Top of INPUT MATERIAL

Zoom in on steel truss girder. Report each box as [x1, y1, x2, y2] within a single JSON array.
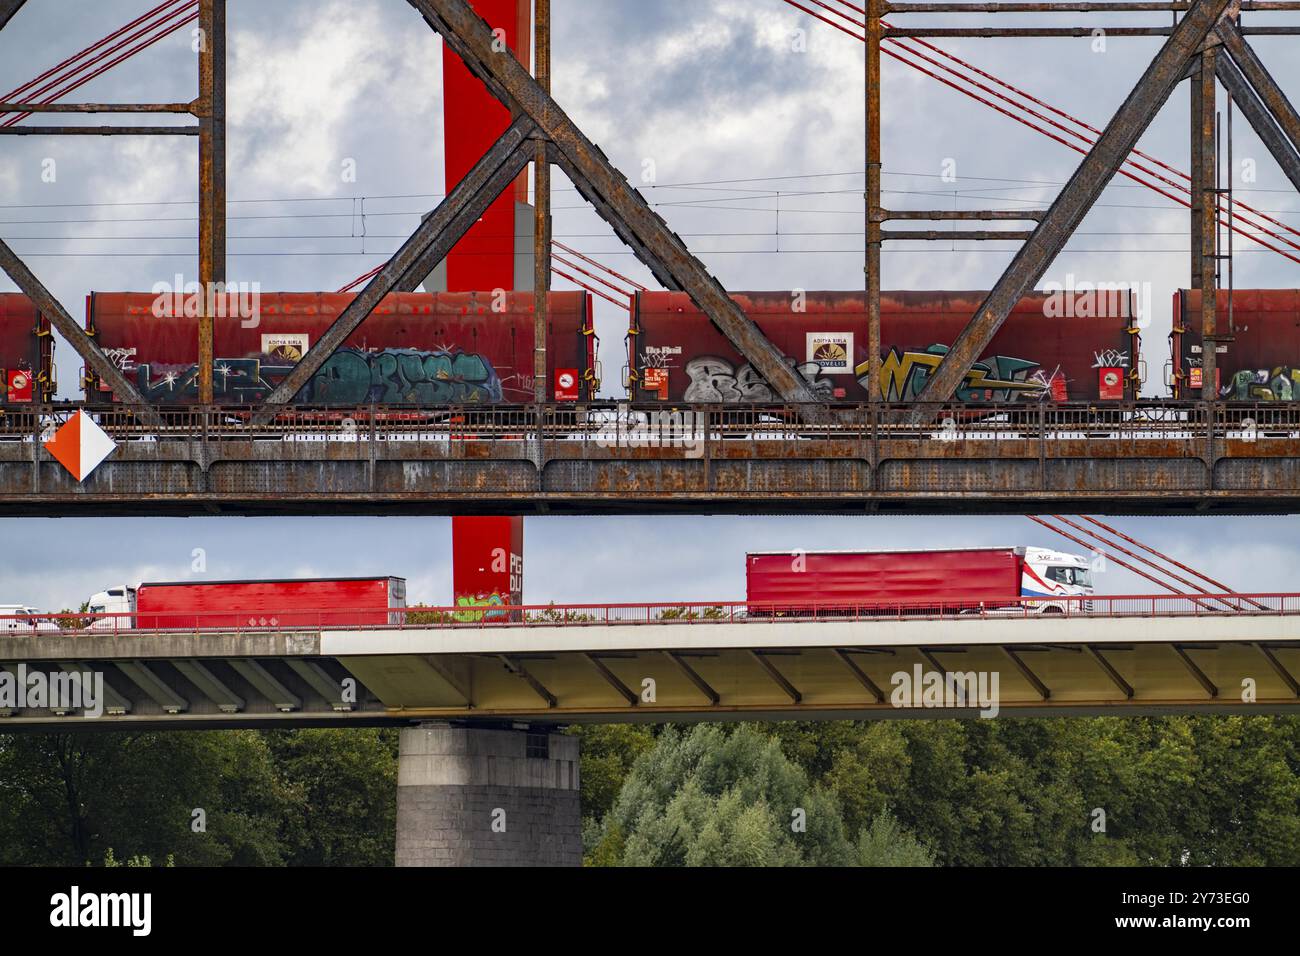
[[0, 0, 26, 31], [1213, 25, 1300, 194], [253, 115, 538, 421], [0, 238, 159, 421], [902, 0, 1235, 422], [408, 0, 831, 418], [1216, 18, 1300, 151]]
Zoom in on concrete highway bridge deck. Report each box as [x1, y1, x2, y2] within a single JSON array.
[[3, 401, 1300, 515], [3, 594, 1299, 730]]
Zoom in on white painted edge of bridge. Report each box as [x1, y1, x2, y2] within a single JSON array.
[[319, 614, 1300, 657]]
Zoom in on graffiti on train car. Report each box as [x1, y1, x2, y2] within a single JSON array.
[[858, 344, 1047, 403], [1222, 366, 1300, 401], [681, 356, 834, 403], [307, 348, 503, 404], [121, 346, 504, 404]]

Bottom of INPUT MATERIAL

TASK DESCRIPTION:
Reproduce all the entries above exactly. Include no images.

OUTPUT OF THE TASK:
Zoom in on steel truss girder. Report each box as [x1, y1, x2, y2] within a single JSON array.
[[0, 0, 26, 31], [1213, 25, 1300, 194], [253, 115, 538, 421], [0, 238, 159, 421], [902, 0, 1235, 422], [408, 0, 831, 418], [1216, 18, 1300, 151]]
Zoom in on concrete highway bridge deck. Report each box as [x1, y1, x2, y2] within a single JSON array.
[[3, 401, 1300, 515], [3, 594, 1299, 730]]
Zoom in on white painted edge of bridge. Report each box as [x1, y1, x2, y2] within a single JSON array.
[[319, 614, 1300, 657]]
Zoom in on graffiti on train car. Report each box as [x1, y1, x2, y2] within a single JSON array.
[[858, 344, 1047, 403], [1222, 366, 1300, 401], [681, 356, 834, 403], [307, 348, 503, 404], [121, 346, 504, 404]]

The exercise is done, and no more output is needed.